— Fragmento —
Por más talento y carisma que se reúna esta noche en el Dolby Theatre, ya no me importa quién venza o quién salga derrotado, pues la pelea nunca es justa. Los eternos ganadores del premio al Mejor Cine, tan inexistente como la objetividad, sólo viven en celuloide, y por eso me fastidia tanto que suelan dejarse fuera las contadas recuperaciones de su huella, como las sublimes Nop, X, Pearl, Amsterdam, o que pululen las panteras negras y avatares; aunque por otra parte me reconforta que se tenga en cuenta el reencuentro consigo mismo de Spielberg, el misterio por capas de Glass Onion, la maestría electrizante de Tár… No obstante, gracias a lo que Top Gun: Maverick ha hecho por Howard Hawks, aunque esté dedicada a Tony Scott, tal vez sea cierto que siempre se cuela en las galas algún que otro espíritu de calidad y cine en vena.

Regresaré a la realidad tras una noche más por Hollywood, donde la industria que puso asalto y robo y sentido al movimiento de un tren celebrará parte de lo mejor que hizo en 2022 y, una vez más, espero que no se ciegue ante lo que pueda hacer en el futuro.

— Ejercicios —
1. Según el fragmento, ¿en qué teatro se reúne esta noche el talento y el carisma?
2. Por favor, resume el fragmento en dos oraciones.

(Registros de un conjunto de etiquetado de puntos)
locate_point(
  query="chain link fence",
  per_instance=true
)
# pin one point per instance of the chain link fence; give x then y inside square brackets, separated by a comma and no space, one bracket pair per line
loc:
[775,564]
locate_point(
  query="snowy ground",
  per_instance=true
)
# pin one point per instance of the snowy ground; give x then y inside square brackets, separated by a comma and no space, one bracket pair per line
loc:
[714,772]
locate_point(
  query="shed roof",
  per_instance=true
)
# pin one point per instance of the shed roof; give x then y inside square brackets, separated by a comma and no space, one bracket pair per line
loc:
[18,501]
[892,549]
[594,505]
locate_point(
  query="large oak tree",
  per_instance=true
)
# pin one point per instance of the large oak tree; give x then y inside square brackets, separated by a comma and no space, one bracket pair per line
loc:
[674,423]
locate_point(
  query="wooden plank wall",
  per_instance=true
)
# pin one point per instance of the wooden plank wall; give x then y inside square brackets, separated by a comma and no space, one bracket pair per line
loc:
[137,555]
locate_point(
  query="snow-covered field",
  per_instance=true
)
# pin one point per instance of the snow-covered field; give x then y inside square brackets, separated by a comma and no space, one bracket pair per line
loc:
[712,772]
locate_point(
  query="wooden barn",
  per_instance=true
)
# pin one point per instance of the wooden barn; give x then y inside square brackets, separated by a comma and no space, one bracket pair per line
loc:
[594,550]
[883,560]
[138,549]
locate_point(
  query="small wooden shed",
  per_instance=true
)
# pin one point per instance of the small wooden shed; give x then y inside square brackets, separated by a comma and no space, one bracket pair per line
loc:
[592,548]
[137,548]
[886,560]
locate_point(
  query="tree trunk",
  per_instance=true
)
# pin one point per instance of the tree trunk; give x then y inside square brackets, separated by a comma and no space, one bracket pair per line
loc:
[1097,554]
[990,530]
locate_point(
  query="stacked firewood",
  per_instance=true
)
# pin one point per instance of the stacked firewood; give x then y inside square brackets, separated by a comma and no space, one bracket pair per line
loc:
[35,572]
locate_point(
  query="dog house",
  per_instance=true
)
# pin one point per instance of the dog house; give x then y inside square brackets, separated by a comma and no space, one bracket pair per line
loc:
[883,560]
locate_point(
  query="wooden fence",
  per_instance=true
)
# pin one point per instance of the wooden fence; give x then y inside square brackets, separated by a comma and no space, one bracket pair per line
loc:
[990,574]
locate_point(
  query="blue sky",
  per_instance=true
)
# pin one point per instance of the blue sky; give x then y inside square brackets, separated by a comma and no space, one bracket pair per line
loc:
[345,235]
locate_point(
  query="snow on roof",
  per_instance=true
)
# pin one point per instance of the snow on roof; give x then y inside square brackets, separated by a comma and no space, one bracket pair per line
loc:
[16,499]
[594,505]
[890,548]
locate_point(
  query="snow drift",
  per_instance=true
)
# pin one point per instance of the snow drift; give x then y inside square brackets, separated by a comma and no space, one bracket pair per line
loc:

— Respuestas —
1. En el Dolby Theatre.

2. Ante la gala de esta noche en el Dolby Theatre, el fragmento sostiene que ya no importa quién gane porque la pelea nunca es justa, lamenta que suelan quedar fuera películas como Nop, X, Pearl o Amsterdam y celebra que se tengan en cuenta la obra de Spielberg, Glass Onion y Tár. Tras una noche más en Hollywood, donde la industria celebrará parte de lo mejor que hizo en 2022, expresa la esperanza de que no se ciegue ante lo que pueda hacer en el futuro.